> **DIRECTIONS FOR THIS TASK**
Give back exactly the lines running from the line with "In the picture above, where can the white trim" to the end of the entries, and only those lines.

> **INPUT MATERIAL**
━━━━━━━━━━

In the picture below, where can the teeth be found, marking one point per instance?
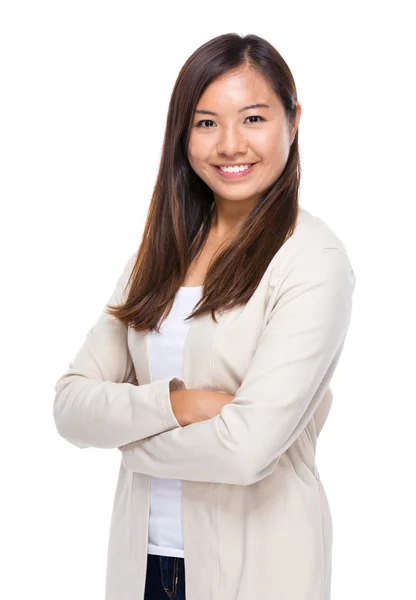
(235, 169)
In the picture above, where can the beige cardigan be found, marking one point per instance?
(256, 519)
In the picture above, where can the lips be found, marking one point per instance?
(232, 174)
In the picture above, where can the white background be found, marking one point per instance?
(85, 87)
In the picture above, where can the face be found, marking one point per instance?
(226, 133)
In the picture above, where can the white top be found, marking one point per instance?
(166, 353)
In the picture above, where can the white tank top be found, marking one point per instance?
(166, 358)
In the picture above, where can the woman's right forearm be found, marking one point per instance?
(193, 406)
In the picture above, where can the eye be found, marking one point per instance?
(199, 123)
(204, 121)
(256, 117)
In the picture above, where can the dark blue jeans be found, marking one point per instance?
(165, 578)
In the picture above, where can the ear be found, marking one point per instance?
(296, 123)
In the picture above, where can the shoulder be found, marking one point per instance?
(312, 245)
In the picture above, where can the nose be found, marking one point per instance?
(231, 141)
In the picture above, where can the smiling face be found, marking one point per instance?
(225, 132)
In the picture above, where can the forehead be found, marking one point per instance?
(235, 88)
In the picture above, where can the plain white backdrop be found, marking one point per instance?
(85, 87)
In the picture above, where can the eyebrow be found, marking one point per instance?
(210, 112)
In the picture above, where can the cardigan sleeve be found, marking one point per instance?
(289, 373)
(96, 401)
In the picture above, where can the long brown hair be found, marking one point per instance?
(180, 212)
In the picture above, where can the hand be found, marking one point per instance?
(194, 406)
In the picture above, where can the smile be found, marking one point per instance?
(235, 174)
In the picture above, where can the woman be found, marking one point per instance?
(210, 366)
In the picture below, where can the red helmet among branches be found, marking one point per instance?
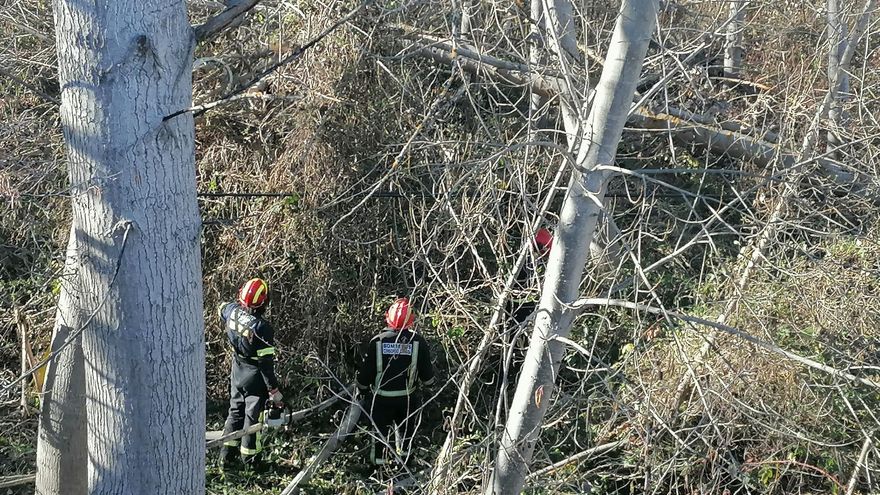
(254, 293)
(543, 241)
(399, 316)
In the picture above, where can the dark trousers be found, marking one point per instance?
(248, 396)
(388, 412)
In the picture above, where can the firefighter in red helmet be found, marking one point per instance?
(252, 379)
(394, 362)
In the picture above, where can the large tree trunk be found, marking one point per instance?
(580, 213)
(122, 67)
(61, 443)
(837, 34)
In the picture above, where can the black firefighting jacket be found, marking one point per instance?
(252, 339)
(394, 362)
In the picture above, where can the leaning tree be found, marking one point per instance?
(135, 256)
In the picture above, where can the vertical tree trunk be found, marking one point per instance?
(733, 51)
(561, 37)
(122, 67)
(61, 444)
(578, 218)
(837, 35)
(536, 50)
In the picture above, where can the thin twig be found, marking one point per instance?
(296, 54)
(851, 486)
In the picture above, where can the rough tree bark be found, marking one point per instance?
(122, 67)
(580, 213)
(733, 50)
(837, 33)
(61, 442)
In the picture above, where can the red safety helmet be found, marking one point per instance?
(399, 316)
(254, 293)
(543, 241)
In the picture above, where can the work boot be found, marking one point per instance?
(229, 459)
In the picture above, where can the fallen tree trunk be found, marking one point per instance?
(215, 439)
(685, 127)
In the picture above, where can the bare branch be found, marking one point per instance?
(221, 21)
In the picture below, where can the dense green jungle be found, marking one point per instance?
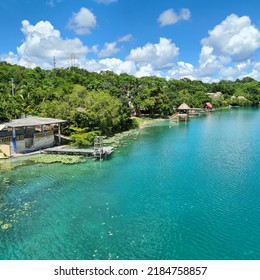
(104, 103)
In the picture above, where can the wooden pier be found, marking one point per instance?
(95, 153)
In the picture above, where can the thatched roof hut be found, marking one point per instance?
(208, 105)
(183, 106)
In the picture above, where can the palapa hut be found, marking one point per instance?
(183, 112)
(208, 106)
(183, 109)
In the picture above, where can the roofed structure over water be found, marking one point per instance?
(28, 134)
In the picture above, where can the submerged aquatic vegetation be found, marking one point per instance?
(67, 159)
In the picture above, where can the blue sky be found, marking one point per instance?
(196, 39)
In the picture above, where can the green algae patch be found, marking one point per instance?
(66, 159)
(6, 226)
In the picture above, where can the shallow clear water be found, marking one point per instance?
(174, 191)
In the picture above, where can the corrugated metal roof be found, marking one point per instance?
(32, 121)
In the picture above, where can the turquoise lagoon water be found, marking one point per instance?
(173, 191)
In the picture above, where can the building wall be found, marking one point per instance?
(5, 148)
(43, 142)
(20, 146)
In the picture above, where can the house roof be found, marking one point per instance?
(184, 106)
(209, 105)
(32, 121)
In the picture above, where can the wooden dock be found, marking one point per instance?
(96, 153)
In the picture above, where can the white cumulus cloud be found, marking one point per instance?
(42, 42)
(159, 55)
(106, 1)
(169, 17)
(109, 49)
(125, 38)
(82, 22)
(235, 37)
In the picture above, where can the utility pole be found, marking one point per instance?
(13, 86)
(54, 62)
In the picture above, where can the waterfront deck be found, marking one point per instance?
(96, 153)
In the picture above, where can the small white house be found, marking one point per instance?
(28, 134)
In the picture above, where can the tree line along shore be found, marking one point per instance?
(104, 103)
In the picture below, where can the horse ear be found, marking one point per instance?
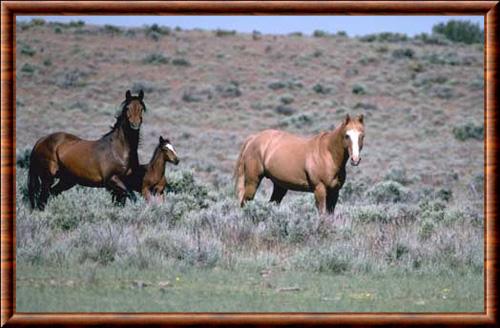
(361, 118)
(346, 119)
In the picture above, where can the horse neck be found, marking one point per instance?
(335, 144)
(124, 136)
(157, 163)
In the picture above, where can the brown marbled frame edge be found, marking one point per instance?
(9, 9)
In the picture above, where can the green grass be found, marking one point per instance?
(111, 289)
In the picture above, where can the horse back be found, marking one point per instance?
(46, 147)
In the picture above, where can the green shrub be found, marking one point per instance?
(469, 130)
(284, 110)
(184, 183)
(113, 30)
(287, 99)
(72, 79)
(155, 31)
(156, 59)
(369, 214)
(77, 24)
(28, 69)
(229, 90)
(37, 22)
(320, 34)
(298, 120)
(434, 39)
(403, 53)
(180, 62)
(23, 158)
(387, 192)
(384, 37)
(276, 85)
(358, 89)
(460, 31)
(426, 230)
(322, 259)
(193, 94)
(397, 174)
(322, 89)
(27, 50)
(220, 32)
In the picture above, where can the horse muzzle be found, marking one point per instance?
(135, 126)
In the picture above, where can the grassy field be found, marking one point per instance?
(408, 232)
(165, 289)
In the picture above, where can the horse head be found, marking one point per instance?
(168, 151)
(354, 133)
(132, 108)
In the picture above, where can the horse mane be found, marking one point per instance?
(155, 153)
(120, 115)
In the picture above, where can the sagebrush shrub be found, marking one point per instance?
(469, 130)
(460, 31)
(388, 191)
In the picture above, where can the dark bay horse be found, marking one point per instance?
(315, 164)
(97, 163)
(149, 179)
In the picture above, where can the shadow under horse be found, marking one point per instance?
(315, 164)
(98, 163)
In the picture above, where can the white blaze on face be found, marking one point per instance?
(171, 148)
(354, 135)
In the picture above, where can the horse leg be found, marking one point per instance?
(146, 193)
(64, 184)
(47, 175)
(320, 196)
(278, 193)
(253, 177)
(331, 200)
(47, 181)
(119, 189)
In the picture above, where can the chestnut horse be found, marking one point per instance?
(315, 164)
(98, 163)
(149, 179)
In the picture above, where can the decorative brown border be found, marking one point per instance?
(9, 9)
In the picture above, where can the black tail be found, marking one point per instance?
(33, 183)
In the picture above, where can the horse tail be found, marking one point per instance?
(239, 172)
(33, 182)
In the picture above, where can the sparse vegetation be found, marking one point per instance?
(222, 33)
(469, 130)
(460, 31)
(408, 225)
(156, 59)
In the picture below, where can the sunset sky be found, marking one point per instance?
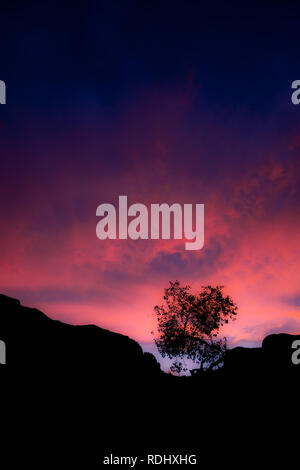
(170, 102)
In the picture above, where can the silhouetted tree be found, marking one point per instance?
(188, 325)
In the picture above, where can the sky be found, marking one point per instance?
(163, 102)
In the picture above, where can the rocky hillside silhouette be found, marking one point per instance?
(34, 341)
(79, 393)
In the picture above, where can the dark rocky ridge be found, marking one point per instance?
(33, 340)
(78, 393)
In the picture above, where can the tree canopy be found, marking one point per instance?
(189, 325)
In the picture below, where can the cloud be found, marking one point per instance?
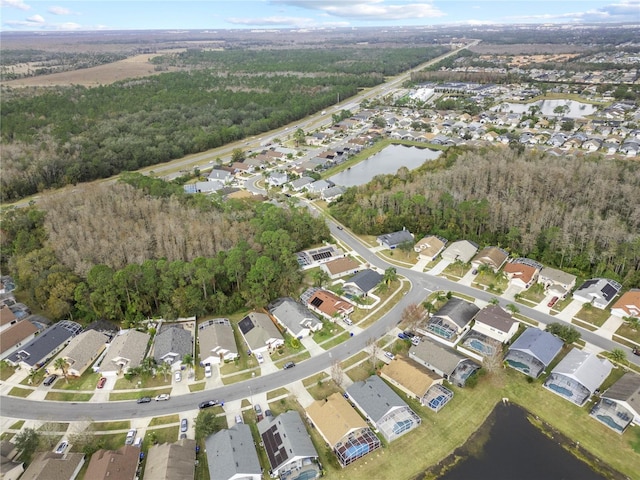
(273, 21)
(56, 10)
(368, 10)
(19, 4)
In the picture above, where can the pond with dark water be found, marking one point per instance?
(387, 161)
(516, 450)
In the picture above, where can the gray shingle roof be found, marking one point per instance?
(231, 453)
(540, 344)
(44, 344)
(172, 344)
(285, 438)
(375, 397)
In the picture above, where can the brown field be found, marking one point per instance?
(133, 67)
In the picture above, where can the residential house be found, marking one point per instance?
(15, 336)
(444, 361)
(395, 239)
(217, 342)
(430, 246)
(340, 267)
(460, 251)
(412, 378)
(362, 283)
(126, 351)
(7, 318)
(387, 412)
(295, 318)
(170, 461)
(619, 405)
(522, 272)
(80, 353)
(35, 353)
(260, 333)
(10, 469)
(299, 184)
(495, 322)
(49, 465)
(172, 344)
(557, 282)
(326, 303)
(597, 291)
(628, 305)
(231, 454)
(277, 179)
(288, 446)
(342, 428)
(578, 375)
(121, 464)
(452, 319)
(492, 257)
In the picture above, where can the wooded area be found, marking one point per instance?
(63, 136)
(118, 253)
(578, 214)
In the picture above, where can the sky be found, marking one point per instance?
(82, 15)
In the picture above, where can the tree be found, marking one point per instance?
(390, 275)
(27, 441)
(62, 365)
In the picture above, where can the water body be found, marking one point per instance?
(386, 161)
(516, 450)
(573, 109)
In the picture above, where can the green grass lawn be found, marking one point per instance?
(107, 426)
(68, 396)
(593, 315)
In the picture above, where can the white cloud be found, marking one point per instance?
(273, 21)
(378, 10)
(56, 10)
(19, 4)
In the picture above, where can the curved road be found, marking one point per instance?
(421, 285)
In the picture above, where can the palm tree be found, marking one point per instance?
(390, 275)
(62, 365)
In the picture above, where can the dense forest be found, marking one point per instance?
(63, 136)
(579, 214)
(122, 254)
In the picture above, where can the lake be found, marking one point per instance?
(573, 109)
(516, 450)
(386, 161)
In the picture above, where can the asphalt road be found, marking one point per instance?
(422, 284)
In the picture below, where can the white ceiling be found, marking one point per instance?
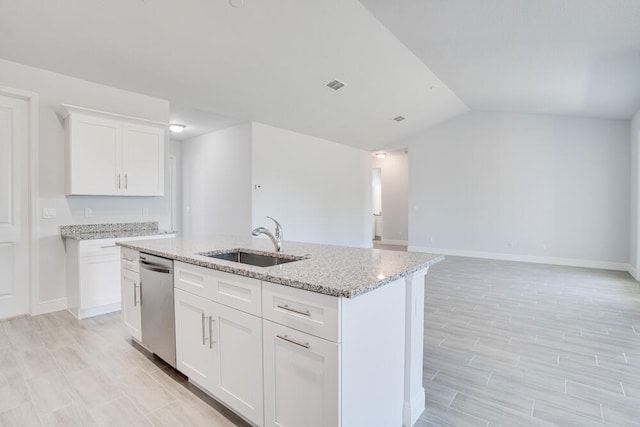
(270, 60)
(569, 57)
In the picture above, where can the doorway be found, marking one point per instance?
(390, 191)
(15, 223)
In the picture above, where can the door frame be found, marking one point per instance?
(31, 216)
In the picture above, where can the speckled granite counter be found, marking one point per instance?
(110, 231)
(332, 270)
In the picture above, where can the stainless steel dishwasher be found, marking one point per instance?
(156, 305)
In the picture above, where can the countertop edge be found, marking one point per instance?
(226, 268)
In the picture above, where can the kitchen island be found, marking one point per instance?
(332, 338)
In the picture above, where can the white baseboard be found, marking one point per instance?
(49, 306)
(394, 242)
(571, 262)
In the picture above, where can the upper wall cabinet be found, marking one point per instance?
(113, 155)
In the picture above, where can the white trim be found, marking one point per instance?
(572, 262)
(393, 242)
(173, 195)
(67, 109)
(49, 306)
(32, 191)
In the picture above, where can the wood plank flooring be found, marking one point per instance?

━━━━━━━━━━

> **EXERCISE RESPONSE**
In the picture above, where can the white trim be found, marking one point per instance?
(572, 262)
(393, 242)
(173, 195)
(67, 109)
(49, 306)
(32, 191)
In the picture above, where can the wood plank flooring be found, marking one point per instance?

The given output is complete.